10 Solid–Liquid Phase Transitions

When a liquid is cooled down and reaches the (freezing) melting temperature, the liquid may enter the solid phase. Directly at the melting temperature, the free energy of the solid and the liquid are the same (also the chemical potentials). When forming a crystal, the system needs to spend energy on creating the interface between liquid and solid, which requires a surface free energy to come from somewhere. The transition from the liquid to the solid, however, is not freeing any energy. As a result, the liquid cannot freeze directly at the freezing temperature. To freeze the liquid, undercooling is required. An undercooling by a temperature $ΔT$ would create a free energy difference $ΔG$ between liquid and solid.

Free energy of solid and liquid phase of a material as a function of temperature

10.0.1 Kinetics of the Liquid–Solid Phase Transition

To start the phase transition from a liquid to a solid in the undercooled liquid, a nucleus of a certain size has to appear from thermal fluctuations. This goes along the lines we discussed for the liquid-liquid phase transitions. To create a nucleus of a radius $r$ we need a free energy change

\[ \Delta G = \frac{4}{3} \pi r^3 \Delta G_{\mathrm{b}} + 4 \pi r^2 \gamma_{\mathrm{sl}}, \]

where $\Delta G_{\mathrm{b}}$ is the free energy change per unit volume when creating the volume phase of the solid material. $\gamma_{\mathrm{sl}}$ denotes the interfacial free energy for the solid/liquid contact. We also know that at a first-order phase transition all energy inserted into the system (the latent heat $\Delta H_{\mathrm{m}}$ at the melting temperature $T_{\mathrm{m}}$) is going into a change in the entropy of the system, i.e.,

\[ \Delta S_{\mathrm{m}} = \left( \frac{\partial G_{\mathrm{s}}}{\partial T} \right)_{p} - \left( \frac{\partial G_{\mathrm{l}}}{\partial T} \right)_{p} = \frac{\Delta H_{\mathrm{m}}}{T_{\mathrm{m}}}. \]

We can, therefore, extrapolate the free energy change at the undercooled temperature by

\[ \Delta G_{\mathrm{b}} = -\frac{\Delta H_{\mathrm{m}}}{T_{\mathrm{m}}} \Delta T \]

which yields

\[ \Delta G = -\frac{4}{3} \pi r^3 \frac{\Delta H_{\mathrm{m}}}{T_{\mathrm{m}}} \Delta T + 4 \pi r^2 \gamma_{\mathrm{sl}}. \]

According to our nucleation theory, this yields a critical radius of the nucleus of

\[ r^{*} = \frac{2 \gamma_{\mathrm{sl}} T_{\mathrm{m}}}{\Delta H_{\mathrm{m}} \Delta T}. \]

A nucleus of size $r < r^*$ would thus have the tendency to dissolve again, while a nucleus of size $r > r^*$ is ready to grow continuously. The critical radius of the nucleus corresponds to a free energy barrier

\[ \Delta G^{*} = \frac{16 \pi}{3} \gamma_{\mathrm{sl}}^3 \left( \frac{T_{\mathrm{m}}}{\Delta H_{\mathrm{m}}} \right)^2 \frac{1}{\Delta T^2}. \]

The probability of critical nucleus formation can thus be determined from the Boltzmann factor

\[ e^{-\frac{\Delta G^{*}}{k_{\mathrm{B}} T}} \]

which is a very strong function of temperature. Inserting typical values, e.g., for water/ice, we find the following free energies as a function of the nucleus radius ($\Delta T = 10\, \mathrm{K}$).

- _Written instruction A_
In the text on solid–liquid phase transitions, what does a nucleus with a radius smaller than the critical radius tend to do?
The rows after this have no connection to the text on solid–liquid phase transitions.

- _Items_
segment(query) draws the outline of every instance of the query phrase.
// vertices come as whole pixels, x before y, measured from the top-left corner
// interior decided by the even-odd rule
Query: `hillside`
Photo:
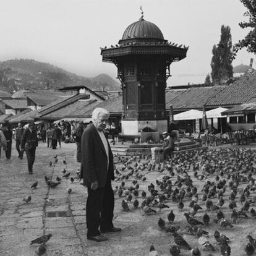
[[[33,59],[0,62],[0,88],[10,93],[22,89],[57,88],[79,85],[95,90],[120,90],[118,81],[106,74],[88,78]]]

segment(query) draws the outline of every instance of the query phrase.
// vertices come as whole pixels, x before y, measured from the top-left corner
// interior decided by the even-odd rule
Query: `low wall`
[[[151,137],[153,142],[159,142],[159,132],[139,132],[140,135],[140,143],[147,142]]]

- _Written instruction B_
Duplicate both rows above verbatim, leaving the pictures out.

- _Complete output A_
It tends to dissolve again.

- _Complete output B_
segment(query) draws the outline of every instance of the query phrase.
// vertices come as whole pixels, x before y, measured from the top-left corner
// interior decided by the even-odd rule
Query: `hillside`
Photo:
[[[33,59],[0,62],[0,88],[10,93],[22,89],[57,88],[79,85],[95,90],[120,90],[118,81],[106,74],[88,78]]]

segment(query) draws the outline of every instance of the query phrase.
// vertices come as whole pixels, x before y, measured from the top-left corner
// interior decided by the even-odd rule
Query: `low wall`
[[[151,137],[153,142],[159,142],[159,132],[139,132],[140,135],[140,143],[147,142]]]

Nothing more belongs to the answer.